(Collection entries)

════════════════

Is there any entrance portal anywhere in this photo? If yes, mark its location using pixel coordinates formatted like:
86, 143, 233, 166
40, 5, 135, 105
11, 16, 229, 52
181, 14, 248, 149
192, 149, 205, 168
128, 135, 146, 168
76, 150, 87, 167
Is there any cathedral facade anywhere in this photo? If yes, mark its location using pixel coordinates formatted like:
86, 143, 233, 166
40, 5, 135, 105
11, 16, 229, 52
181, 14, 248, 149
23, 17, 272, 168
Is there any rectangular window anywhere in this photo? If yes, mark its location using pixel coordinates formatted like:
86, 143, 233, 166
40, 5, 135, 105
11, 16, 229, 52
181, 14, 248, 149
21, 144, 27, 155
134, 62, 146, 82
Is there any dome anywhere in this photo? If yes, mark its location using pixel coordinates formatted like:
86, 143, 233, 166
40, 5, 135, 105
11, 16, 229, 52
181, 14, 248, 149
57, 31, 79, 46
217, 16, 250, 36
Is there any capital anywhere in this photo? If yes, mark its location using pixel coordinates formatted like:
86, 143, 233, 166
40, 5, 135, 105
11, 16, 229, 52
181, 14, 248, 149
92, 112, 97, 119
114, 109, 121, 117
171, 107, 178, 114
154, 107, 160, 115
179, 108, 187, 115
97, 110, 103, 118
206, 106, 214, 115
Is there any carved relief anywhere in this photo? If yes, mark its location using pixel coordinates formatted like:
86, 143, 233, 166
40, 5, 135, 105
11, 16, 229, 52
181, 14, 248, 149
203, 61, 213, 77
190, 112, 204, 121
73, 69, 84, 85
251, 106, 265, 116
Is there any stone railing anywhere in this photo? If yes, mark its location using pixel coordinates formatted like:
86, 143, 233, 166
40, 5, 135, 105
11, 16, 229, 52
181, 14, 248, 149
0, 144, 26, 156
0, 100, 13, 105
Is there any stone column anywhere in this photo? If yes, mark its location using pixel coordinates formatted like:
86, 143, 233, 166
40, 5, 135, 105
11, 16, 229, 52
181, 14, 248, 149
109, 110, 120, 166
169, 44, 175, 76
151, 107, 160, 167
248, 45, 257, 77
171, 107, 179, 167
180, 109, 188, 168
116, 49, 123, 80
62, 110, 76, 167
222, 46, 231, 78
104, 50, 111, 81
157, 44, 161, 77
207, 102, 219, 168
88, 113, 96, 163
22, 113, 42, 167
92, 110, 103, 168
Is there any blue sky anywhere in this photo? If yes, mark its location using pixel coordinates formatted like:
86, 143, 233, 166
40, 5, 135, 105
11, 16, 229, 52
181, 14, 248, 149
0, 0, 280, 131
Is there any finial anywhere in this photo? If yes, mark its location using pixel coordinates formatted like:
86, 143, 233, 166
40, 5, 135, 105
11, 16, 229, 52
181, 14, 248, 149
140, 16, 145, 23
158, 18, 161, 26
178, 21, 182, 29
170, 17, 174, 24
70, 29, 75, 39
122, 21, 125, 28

════════════════

AIM:
Please copy the part of the listing that opens with the line containing "Is there any rectangular" and closes with the line containing "134, 62, 146, 82", shifting every number in the answer box coordinates up by 23. Keep the request and its sample coordinate lines unchanged.

FINAL RESULT:
Is there any rectangular window anywhere in this photo? If yes, mark its location using pixel coordinates formatted like:
86, 143, 233, 166
40, 5, 135, 105
11, 16, 229, 52
181, 14, 248, 149
44, 167, 50, 178
157, 85, 169, 105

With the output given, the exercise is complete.